[BEGIN Given data]
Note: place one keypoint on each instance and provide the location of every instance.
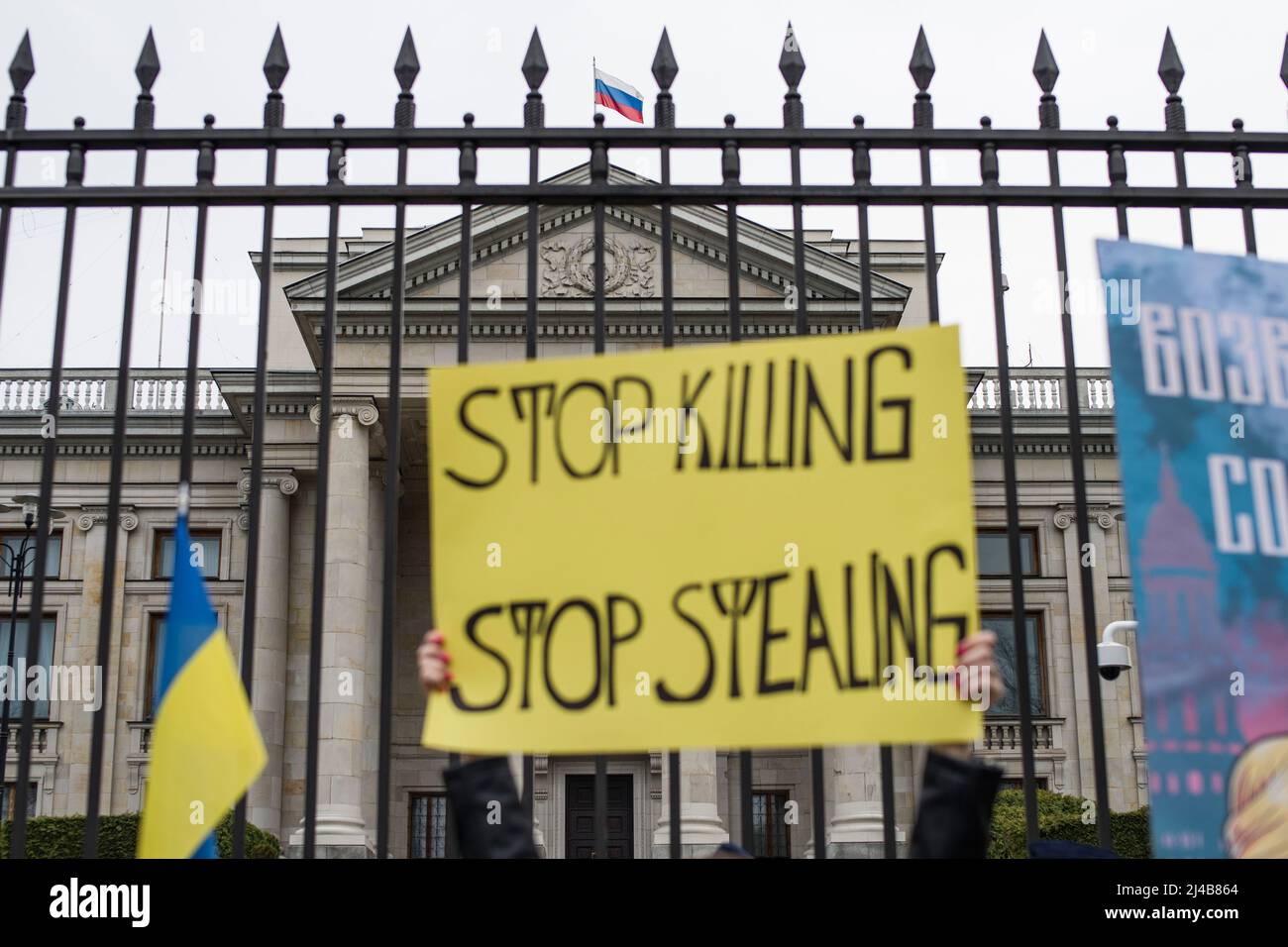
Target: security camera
(1112, 655)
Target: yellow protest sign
(717, 545)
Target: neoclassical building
(360, 492)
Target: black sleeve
(489, 819)
(956, 808)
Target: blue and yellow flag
(206, 749)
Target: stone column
(342, 831)
(855, 828)
(376, 500)
(81, 651)
(700, 827)
(268, 686)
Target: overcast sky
(857, 54)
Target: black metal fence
(794, 137)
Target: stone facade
(360, 487)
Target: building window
(1018, 783)
(992, 553)
(13, 641)
(156, 629)
(9, 799)
(12, 543)
(771, 835)
(204, 552)
(428, 825)
(1008, 664)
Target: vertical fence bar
(599, 176)
(452, 843)
(535, 69)
(863, 180)
(1119, 178)
(791, 64)
(730, 171)
(665, 68)
(21, 71)
(922, 68)
(50, 457)
(1171, 71)
(274, 114)
(147, 71)
(335, 161)
(406, 68)
(988, 176)
(1243, 179)
(1048, 118)
(467, 171)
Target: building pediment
(631, 260)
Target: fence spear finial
(922, 68)
(21, 71)
(147, 69)
(406, 68)
(275, 65)
(1046, 72)
(1171, 71)
(791, 64)
(665, 69)
(535, 69)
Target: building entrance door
(580, 817)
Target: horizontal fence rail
(1003, 392)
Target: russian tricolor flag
(613, 93)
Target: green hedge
(1060, 817)
(63, 836)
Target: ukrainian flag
(206, 749)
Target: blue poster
(1199, 350)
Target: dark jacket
(956, 808)
(489, 818)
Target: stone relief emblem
(568, 268)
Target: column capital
(282, 478)
(1104, 517)
(362, 410)
(91, 515)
[END Given data]
Task to carry out »
Copy out all the rows above with every "fence" changed to "railing" and nothing else altered. Leave the pictures out.

Solution to the problem »
Note: place one keypoint on each instance and provide the location of every instance.
Target: security camera
(1112, 655)
Target: yellow protest sign
(717, 545)
Target: neoclassical building
(360, 492)
Target: black sleeve
(489, 819)
(956, 808)
Target: blue and yellow flag
(206, 749)
Target: stone column
(342, 831)
(855, 828)
(376, 500)
(81, 651)
(700, 827)
(268, 686)
Target: overcast sky
(857, 54)
Target: black metal railing
(794, 137)
Target: stone facade
(360, 487)
Target: building window
(1018, 783)
(992, 553)
(13, 641)
(156, 629)
(9, 799)
(12, 543)
(771, 835)
(204, 552)
(428, 825)
(1008, 664)
Target: vertical railing bar
(599, 176)
(452, 843)
(535, 69)
(863, 180)
(1119, 178)
(791, 64)
(730, 171)
(665, 68)
(21, 71)
(922, 68)
(50, 457)
(1171, 71)
(274, 114)
(147, 71)
(335, 161)
(406, 68)
(988, 176)
(1243, 179)
(1048, 118)
(467, 171)
Target: building pediment
(631, 260)
Target: railing spear finial
(922, 68)
(21, 71)
(147, 69)
(406, 68)
(275, 65)
(1046, 72)
(1171, 71)
(791, 64)
(665, 69)
(535, 69)
Target: building entrance door
(580, 817)
Target: horizontal railing rail
(1003, 392)
Target: russian tricolor flag
(613, 93)
Target: green hedge
(1060, 817)
(63, 836)
Target: ukrainian flag
(206, 749)
Target: blue poster
(1199, 350)
Target: dark jacket
(956, 808)
(489, 818)
Target: stone relief emblem
(568, 268)
Target: column capital
(282, 478)
(1104, 517)
(362, 410)
(91, 515)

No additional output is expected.